SELECTION:

Thank you for reporting. In the (expected) case this turns into a
patchset proper I would kindly ask for your Tested-by then.

Can you share what you used for the nightly tests, both in terms of
testing harness and unencoded video material?

Regards,

Andrzej
  
Nicolas Frattaroli March 20, 2023, 2:37 p.m. UTC | #3
On Monday, 20 March 2023 11:07:19 CET Andrzej Pietrasiewicz wrote:
> Hi Nicolas,
> 
> 
> W dniu 18.03.2023 o 10:20, Nicolas Frattaroli pisze:
> > On a related side note, since I let this run all night with different
> > parameters I can happily report that it seems to be quite stable, no
> > problems encountered at all.
> 
> Thank you for reporting. In the (expected) case this turns into a
> patchset proper I would kindly ask for your Tested-by then.

Will do, I'll be closely tracking this patchset and might also throw
a patch your way to enable it on RK356x at some point, since that has
the same Hantro encode IP as well as far as I know.

> Can you share what you used for the nightly tests, both in terms of
> testing harness and unencoded video material?

The source material I used is the "Original" quality of the short film
"Wanderers" by Erik Wernquist: https://vimeo.com/108650530

You can click on "Download" and choose "Original" from there, which
gives you a 4:2:2 10-bit Apple ProRes .mov file. It's quite high
quality and includes some interesting segments, such as the asteroid
field shot, as well as plenty of grain, both of which really stress an 
encoder.

Data items:
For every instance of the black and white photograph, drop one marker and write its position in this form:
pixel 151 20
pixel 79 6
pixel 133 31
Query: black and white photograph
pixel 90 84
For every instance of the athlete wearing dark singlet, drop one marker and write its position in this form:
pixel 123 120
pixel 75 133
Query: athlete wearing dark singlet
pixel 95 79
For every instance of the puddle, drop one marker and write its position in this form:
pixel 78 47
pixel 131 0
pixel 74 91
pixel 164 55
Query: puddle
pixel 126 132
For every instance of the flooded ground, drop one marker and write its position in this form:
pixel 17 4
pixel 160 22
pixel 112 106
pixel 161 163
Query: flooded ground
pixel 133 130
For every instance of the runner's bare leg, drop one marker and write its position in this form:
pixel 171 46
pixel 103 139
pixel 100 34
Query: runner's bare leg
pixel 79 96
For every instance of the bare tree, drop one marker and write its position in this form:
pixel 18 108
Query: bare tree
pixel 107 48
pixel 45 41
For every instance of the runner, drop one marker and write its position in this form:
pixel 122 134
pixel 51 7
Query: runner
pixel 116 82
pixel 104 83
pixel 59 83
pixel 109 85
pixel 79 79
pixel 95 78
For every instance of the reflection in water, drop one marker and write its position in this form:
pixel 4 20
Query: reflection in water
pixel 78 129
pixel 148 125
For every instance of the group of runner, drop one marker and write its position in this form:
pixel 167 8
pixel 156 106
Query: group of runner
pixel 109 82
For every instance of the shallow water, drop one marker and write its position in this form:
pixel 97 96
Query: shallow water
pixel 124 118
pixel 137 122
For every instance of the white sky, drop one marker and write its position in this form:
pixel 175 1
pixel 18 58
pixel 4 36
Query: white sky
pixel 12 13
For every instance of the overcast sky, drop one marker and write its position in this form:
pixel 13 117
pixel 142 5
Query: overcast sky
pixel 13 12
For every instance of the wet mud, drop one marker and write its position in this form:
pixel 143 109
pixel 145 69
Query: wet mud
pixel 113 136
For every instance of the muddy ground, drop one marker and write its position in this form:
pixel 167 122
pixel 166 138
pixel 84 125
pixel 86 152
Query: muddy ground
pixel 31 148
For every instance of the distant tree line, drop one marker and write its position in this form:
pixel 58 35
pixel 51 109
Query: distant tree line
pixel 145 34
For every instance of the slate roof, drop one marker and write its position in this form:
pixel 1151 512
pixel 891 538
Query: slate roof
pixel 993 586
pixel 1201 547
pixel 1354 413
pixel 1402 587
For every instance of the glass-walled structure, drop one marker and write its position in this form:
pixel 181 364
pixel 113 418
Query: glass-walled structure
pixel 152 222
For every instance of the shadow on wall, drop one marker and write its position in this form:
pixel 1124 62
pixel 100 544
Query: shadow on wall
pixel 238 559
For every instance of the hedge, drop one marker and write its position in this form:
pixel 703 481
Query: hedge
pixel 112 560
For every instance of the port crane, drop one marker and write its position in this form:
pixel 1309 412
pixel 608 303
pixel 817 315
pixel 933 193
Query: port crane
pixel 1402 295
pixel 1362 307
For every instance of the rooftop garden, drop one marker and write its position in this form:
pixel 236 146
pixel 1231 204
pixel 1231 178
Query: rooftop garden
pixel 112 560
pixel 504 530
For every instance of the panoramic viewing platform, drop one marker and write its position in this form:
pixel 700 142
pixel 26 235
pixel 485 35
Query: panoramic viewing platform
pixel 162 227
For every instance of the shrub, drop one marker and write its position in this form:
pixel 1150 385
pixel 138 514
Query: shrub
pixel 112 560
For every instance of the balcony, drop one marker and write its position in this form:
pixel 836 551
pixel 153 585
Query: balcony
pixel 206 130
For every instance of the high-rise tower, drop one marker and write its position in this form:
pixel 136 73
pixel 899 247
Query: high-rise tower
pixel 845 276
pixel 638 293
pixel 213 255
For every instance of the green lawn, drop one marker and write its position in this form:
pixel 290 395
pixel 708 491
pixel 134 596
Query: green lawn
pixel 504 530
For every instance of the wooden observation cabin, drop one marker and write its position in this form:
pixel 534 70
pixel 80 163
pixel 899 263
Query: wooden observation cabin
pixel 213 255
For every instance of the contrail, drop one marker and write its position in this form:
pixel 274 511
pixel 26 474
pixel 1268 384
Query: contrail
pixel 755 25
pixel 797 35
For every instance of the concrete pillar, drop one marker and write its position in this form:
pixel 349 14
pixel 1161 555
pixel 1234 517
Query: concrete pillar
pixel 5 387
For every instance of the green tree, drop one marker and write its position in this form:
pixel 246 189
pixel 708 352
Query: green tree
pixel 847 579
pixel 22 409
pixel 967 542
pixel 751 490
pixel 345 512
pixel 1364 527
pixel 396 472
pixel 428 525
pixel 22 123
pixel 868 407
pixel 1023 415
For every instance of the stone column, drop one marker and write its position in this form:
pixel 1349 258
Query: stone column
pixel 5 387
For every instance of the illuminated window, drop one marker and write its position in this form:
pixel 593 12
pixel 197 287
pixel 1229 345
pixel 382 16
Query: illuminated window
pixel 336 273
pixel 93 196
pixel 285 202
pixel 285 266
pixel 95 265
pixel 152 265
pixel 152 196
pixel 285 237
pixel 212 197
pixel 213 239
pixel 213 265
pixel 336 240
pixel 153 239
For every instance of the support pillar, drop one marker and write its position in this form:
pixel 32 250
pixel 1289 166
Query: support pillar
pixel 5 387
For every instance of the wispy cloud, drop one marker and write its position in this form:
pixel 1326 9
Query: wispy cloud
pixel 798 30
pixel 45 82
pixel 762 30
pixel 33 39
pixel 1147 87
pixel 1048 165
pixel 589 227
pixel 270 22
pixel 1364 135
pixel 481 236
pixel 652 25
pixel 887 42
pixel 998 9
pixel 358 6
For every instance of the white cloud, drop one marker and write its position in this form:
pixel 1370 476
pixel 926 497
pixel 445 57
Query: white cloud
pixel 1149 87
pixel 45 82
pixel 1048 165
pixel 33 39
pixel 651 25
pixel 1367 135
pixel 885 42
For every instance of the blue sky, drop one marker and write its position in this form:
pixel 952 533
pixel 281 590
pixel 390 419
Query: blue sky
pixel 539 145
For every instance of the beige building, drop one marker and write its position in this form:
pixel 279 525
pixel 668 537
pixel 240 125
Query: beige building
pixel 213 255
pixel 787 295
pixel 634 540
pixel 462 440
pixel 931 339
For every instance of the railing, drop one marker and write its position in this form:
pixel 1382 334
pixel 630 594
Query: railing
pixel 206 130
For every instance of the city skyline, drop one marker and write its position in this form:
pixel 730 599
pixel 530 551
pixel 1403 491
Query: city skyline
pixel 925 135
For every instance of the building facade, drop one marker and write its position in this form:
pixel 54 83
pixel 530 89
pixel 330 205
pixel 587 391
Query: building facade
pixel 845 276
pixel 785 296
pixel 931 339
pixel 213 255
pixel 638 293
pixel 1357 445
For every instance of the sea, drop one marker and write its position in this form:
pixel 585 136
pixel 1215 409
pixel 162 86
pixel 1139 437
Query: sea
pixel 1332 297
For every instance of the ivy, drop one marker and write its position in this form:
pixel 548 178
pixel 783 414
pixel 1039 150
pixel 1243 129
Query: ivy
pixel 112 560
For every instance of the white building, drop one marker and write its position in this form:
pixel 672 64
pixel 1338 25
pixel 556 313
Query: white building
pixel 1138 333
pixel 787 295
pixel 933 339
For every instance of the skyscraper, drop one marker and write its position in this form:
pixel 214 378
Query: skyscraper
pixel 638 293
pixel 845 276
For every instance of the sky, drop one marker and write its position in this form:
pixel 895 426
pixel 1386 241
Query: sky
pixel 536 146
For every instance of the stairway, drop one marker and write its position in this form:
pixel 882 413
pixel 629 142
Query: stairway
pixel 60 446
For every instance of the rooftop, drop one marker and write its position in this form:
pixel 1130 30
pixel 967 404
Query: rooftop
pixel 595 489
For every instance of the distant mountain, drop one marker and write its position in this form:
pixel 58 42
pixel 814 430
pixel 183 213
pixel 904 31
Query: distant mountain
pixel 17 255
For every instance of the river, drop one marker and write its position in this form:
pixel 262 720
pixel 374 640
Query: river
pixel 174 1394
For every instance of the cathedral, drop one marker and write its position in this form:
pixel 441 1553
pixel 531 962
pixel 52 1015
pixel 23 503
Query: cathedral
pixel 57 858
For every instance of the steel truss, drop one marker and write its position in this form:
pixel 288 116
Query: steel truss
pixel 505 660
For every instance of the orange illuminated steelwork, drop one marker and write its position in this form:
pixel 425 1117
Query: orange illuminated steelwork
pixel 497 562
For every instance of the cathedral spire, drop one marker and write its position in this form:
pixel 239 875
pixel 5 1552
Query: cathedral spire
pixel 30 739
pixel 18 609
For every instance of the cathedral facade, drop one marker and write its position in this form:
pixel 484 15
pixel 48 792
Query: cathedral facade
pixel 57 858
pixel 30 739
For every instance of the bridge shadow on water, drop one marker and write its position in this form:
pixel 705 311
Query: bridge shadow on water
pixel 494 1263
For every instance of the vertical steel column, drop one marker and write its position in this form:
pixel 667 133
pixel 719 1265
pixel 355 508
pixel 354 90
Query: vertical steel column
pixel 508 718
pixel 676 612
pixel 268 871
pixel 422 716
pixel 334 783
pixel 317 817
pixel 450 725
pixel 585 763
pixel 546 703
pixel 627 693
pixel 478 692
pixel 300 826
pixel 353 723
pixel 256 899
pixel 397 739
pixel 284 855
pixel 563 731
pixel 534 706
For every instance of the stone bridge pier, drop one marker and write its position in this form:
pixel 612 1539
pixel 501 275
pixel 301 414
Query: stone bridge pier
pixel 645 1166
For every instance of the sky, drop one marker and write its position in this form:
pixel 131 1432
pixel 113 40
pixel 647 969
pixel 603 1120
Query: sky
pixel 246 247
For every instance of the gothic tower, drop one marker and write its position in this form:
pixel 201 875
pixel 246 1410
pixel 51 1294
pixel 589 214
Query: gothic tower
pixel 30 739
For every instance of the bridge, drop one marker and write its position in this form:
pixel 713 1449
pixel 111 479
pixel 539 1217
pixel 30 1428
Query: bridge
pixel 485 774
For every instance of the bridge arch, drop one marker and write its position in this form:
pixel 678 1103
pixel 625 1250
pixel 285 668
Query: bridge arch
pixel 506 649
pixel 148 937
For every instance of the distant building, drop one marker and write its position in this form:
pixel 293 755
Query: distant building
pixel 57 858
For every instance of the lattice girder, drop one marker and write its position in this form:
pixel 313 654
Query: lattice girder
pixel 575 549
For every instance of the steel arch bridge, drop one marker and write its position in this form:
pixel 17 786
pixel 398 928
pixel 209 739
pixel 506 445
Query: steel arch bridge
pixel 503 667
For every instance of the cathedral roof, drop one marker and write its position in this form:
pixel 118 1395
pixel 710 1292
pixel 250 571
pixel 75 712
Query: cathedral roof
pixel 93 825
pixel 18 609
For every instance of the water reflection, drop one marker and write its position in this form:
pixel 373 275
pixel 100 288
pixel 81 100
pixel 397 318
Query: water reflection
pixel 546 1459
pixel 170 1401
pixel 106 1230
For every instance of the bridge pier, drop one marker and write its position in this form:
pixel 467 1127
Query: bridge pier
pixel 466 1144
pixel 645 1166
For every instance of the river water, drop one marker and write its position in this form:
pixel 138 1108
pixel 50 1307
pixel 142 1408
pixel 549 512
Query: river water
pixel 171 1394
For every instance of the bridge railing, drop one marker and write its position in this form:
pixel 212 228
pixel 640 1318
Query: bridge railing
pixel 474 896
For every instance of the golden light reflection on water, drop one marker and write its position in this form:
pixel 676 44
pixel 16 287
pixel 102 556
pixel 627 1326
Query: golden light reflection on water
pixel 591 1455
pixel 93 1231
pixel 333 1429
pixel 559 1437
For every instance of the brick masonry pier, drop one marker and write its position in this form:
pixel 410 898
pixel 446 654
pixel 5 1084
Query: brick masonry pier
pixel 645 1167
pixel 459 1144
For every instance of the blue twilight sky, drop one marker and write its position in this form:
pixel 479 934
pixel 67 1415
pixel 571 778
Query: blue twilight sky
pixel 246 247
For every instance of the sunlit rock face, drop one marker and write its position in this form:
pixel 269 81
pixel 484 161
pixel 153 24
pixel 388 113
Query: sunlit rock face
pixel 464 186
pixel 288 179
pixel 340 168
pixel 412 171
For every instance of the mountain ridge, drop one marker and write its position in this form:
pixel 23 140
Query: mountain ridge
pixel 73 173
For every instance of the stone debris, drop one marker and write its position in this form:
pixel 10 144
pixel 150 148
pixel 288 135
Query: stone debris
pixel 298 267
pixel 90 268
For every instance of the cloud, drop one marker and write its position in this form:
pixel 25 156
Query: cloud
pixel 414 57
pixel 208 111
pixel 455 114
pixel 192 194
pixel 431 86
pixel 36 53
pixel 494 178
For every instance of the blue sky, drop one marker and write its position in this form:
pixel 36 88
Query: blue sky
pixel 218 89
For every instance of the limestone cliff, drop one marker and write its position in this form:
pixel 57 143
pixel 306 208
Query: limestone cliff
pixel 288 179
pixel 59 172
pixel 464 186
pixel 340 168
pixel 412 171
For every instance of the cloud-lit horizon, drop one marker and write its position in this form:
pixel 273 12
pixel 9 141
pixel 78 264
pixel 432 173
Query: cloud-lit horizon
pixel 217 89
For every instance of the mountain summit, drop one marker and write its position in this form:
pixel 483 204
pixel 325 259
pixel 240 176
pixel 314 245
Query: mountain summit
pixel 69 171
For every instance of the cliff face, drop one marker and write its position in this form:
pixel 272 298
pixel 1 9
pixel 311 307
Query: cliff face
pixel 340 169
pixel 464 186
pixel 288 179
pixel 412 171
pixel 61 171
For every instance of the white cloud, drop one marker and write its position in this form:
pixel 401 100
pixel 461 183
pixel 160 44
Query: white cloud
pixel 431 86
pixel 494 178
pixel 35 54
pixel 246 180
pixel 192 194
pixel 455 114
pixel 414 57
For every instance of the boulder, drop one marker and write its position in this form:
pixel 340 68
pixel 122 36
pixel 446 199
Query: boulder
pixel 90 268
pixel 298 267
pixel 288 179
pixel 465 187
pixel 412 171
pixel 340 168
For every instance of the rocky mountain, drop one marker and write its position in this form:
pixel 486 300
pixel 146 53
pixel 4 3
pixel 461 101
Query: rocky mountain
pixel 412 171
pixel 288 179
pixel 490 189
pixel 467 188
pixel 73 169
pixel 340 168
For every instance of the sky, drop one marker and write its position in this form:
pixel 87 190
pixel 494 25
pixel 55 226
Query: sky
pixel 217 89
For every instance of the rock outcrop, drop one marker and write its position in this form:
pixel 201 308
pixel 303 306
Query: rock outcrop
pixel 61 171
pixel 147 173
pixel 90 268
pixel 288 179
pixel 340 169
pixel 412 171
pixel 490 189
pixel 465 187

EXERCISE GOAL:
Copy a passage of the mailing-list thread word for word, beginning at "Nicolas Frattaroli March" and stopping after "encountered at all.". Work only from the mailing-list thread.

RESULT BELOW:
Nicolas Frattaroli March 20, 2023, 2:37 p.m. UTC | #3
On Monday, 20 March 2023 11:07:19 CET Andrzej Pietrasiewicz wrote:
> Hi Nicolas,
> 
> 
> W dniu 18.03.2023 o 10:20, Nicolas Frattaroli pisze:
> > On a related side note, since I let this run all night with different
> > parameters I can happily report that it seems to be quite stable, no
> > problems encountered at all.